↓

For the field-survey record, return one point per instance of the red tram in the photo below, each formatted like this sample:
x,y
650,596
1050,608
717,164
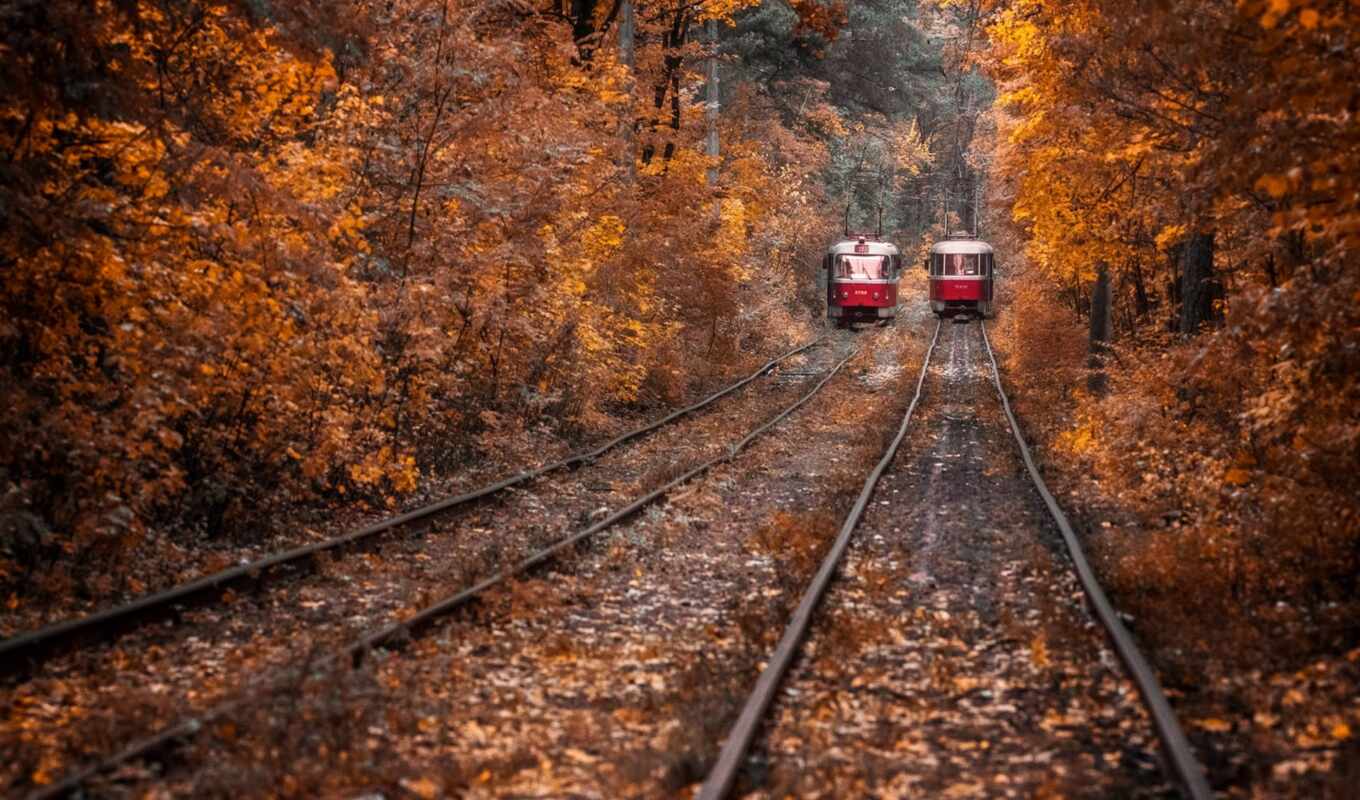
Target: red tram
x,y
861,279
962,278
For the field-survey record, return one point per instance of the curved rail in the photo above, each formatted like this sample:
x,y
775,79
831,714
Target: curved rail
x,y
399,630
1183,763
724,772
22,651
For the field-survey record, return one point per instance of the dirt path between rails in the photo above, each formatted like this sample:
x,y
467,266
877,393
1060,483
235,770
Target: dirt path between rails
x,y
612,675
954,656
89,704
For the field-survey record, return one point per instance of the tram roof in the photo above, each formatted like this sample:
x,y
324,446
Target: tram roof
x,y
876,248
951,246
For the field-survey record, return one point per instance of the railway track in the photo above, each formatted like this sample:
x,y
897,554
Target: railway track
x,y
416,623
1179,758
25,652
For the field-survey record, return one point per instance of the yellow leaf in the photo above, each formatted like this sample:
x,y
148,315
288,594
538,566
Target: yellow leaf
x,y
423,788
1273,185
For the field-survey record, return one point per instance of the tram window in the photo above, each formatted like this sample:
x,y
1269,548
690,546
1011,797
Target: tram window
x,y
960,264
862,267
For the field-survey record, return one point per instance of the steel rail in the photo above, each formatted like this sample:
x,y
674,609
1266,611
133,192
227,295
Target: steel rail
x,y
1183,762
23,651
724,773
396,631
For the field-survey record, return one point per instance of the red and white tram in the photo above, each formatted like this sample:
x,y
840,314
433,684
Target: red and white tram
x,y
861,278
962,278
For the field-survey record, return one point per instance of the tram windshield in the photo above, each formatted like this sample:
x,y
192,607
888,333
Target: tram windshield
x,y
862,267
960,264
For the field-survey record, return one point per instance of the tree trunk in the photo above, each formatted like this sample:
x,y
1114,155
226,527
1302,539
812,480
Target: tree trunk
x,y
1099,342
1198,287
711,97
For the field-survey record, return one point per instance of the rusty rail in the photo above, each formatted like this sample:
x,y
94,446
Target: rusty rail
x,y
1186,768
189,727
25,651
743,732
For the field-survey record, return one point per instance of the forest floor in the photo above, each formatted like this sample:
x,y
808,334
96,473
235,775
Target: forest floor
x,y
952,657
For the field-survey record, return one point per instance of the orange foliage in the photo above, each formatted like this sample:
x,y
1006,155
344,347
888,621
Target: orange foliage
x,y
256,257
1129,131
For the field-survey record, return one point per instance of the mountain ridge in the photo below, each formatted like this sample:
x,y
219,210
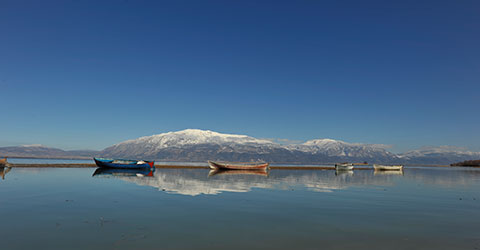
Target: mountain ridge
x,y
195,145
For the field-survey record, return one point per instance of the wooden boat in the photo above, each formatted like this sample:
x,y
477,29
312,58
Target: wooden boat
x,y
260,172
4,171
387,167
124,172
4,162
343,166
389,172
120,163
340,172
238,166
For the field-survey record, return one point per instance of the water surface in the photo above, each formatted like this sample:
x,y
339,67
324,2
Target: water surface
x,y
419,208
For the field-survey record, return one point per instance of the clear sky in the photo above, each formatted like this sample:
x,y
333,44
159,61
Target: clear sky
x,y
85,75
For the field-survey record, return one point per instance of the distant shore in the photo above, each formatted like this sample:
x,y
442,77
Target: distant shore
x,y
200,166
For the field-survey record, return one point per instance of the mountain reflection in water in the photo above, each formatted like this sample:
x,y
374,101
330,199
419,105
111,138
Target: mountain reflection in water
x,y
198,181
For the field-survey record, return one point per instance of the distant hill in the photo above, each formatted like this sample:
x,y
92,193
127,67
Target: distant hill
x,y
203,145
40,151
194,145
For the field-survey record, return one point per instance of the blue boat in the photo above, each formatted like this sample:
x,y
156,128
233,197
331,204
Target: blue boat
x,y
120,163
124,172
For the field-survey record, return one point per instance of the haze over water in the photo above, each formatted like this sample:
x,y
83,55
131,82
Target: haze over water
x,y
421,208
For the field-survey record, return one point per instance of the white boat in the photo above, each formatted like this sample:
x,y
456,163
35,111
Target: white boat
x,y
387,167
344,166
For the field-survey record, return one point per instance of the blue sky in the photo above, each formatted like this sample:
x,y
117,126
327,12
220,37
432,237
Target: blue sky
x,y
80,74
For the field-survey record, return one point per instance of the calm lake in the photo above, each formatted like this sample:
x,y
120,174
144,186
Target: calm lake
x,y
68,208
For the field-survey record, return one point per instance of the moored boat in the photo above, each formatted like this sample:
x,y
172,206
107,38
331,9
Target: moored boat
x,y
120,163
123,172
4,162
238,166
387,167
343,166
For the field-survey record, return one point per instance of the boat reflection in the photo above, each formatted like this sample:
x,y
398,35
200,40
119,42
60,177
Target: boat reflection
x,y
262,172
340,172
106,172
193,182
4,171
388,172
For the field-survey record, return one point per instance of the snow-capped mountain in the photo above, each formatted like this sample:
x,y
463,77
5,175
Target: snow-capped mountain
x,y
201,145
336,148
195,145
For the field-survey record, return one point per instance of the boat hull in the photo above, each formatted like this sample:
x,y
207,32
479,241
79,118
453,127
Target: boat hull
x,y
343,166
125,164
238,166
138,172
387,167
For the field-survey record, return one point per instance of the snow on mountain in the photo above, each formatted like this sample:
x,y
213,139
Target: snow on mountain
x,y
200,145
194,137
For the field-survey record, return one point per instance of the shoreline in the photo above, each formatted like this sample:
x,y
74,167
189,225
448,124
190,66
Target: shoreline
x,y
284,167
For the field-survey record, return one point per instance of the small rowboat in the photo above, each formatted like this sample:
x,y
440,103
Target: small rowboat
x,y
387,167
3,162
119,163
238,166
344,166
124,172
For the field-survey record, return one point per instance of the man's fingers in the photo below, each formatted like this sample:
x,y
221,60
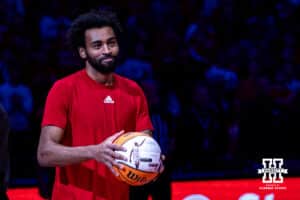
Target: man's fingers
x,y
113,137
116,147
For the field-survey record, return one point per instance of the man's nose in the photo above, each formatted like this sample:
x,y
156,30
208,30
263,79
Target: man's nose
x,y
106,49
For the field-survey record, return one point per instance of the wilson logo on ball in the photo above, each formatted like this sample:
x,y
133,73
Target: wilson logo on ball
x,y
143,158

↑

### Problem
Write out each entry word for word, images excluded.

### Response
For the field-survey record, return one point per instance of the red tram in the photo below, each formatted like this sample:
x,y
650,596
1050,608
717,164
Target: red tram
x,y
861,279
962,278
For the field-survey record, return one point per instance of the curved rail in the photo above, each formatted like this sample:
x,y
775,79
831,714
Target: curved rail
x,y
399,630
1183,763
724,772
22,651
For the field-survey record, return one point per instance of the dirt path between rails in the photo above, each formatted like this sample:
x,y
467,266
877,393
1060,483
235,770
Target: dirt path between rails
x,y
612,675
954,656
89,704
For the field-survey record, return one point per instance of the tram roof in the photo above, each formatted like this sample:
x,y
324,446
Target: tram roof
x,y
876,248
951,246
For the field-survey record, return one point per instance of the railway track in the photo above, each formatted like this sample:
x,y
897,554
Target: railway track
x,y
416,623
1179,758
25,652
For the field-survey record, return one point per instance of the yellow leaf in the photo above, each formatted like this sample:
x,y
148,315
288,594
538,566
Target: yellow leaf
x,y
423,788
1273,185
For the field-survey record, return one point per instance of the tram window in the photo above, each formatted like this sample:
x,y
1269,548
690,546
1011,797
Target: tram window
x,y
960,264
862,267
For the field-survey record, return one point per instance of the steel rail in the photo above, each formatted like this sample:
x,y
674,609
1266,611
133,192
227,295
Target: steel rail
x,y
1183,762
23,651
724,773
396,631
For the field-survey record, return one point per instance of the red and white tram in the photo above, each formatted like this sample:
x,y
840,314
433,684
Target: red and white tram
x,y
861,278
962,278
For the field-survey record, return one point per instance of the tram windshield in the photo above, each formatted like this sample:
x,y
192,607
888,333
Target: tram windshield
x,y
862,267
960,264
For the field-survey record, return one point per instance of the tree trunk in the photo above, each formatted like this sample:
x,y
1114,155
226,527
1302,539
812,480
Target: tree trunk
x,y
1099,342
1198,287
711,97
For the field-survey record, return one point per instance of the rusty rail in the photo above, each formatted like this sample:
x,y
94,446
Target: rusty rail
x,y
1186,768
189,727
25,651
743,732
For the field-survey record, return one point per instance of the forest floor in the photo above, each formatted like this sample:
x,y
808,334
96,473
235,775
Target: forest floor
x,y
952,657
For the field-survey record, return one point per instance of the orange foliage in the photo above, each formatted like this sample:
x,y
1006,155
344,347
888,621
Target: orange foliage
x,y
256,257
1129,131
For the field-survey record, return one point per instance of the mountain ridge in the photo below, each formatted like this sample:
x,y
219,210
Target: mountain ridge
x,y
195,145
For the field-survey record, return one point per instance of the wooden boat in the photo above, each formatted like this sample:
x,y
477,29
312,58
Target: wooden boat
x,y
260,172
4,171
387,167
124,172
4,162
343,166
389,172
120,163
340,172
238,166
For the field-survey record, return one point per instance of the water surface in the photo above, each formatted like this sample:
x,y
339,67
324,2
Target: water surface
x,y
419,208
For the field-survey record, return one point per instance of the clear sky in the photo above, each formatted like this sample:
x,y
333,44
159,61
Target: clear sky
x,y
85,75
For the field-survey record, return one point per instance of the distant shore in the photo above, each formatted like this sample:
x,y
442,77
Target: distant shore
x,y
200,166
For the field-survey record, return one point per instance of the mountain reflection in water in the photo above, each formatted like this sample:
x,y
374,101
330,199
419,105
111,138
Target: mountain reflection in water
x,y
198,181
For the field-survey record, return one point per instance of the distant hill in the photo above, each formatted like this sample:
x,y
92,193
127,67
Target: distant hill
x,y
203,145
40,151
194,145
For the field-survey record, return one point per instance of the blue boat in the photo above, each formatted like this sample:
x,y
156,128
233,197
331,204
Target: blue boat
x,y
120,163
124,172
For the field-survey record, return one point per instance of the haze over water in the photo above, each formatted like this sample:
x,y
83,55
131,82
Target: haze over water
x,y
421,208
For the field-survey record, return one point per instance of the white boat in the photo above, each formatted like this sample:
x,y
456,163
35,111
Target: white boat
x,y
387,167
344,166
For the field-survey record, return one point per instance of the blue sky in the photo above, each formatted like this sample:
x,y
117,126
327,12
220,37
432,237
Target: blue sky
x,y
80,74
For the field-survey record, return one point per instance of the calm lake in the photo above, each formatted like this sample:
x,y
120,174
144,186
Target: calm lake
x,y
68,208
For the field-survey record, return one point per instance of the moored boat in the photo above, each formatted like this sample:
x,y
172,206
107,38
331,9
Target: moored boat
x,y
120,163
123,172
4,162
238,166
387,167
343,166
For the field-survey record, return one point per instance of the boat reflection in the photo above, each formatted like this sample:
x,y
398,35
200,40
119,42
60,177
Target: boat reflection
x,y
262,172
340,172
106,172
193,182
4,171
388,172
For the field-survey record, return one point per instance of the snow-capped mountain in the photo above, each formatted like this sample:
x,y
463,77
5,175
Target: snow-capped mountain
x,y
201,145
336,148
195,145
For the field-survey record, return one point per instance of the boat hull in the photo above, each formatted like this sample:
x,y
207,32
479,241
79,118
453,127
Target: boat hull
x,y
343,166
125,164
238,166
138,172
387,167
For the field-survey record, return one point per instance of the snow on mountain in the photo above, each formatted like this sample:
x,y
213,139
Target: snow on mountain
x,y
200,145
194,137
For the field-survey record, return one point per instance of the shoreline in the photo above, each formatted like this sample:
x,y
74,167
189,225
448,124
190,66
Target: shoreline
x,y
284,167
For the field-survey record, return one point per instance of the small rowboat in the photo above, each formatted like this sample:
x,y
440,103
Target: small rowboat
x,y
387,167
3,162
119,163
238,166
344,166
124,172
For the field-survey record, return one point per instance of the man's fingers in the photo below, each formatted like this sample:
x,y
221,60
Target: man's fingers
x,y
113,137
116,147
For the field-survey record, return one point per instance of the man's nose in the photo above, each formatted like this sample:
x,y
156,30
208,30
263,79
Target: man's nose
x,y
106,49
For the field-survey record, return one point per instance of the wilson logo on ball in the photo above, each formatted like this sample:
x,y
133,73
Target: wilson logo on ball
x,y
143,158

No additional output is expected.